(Information)

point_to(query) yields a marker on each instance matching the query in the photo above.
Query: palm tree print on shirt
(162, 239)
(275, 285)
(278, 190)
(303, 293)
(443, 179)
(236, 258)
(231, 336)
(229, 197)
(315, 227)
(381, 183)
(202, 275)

(End Information)

**What the exercise asks**
The data above must be returned in full, exactly as written.

**Result**
point_to(query) yields a marker on each instance matching the query in the photo above.
Query: palm tree print on shirt
(162, 239)
(275, 285)
(278, 190)
(303, 293)
(443, 179)
(236, 258)
(231, 336)
(229, 197)
(315, 227)
(381, 183)
(202, 275)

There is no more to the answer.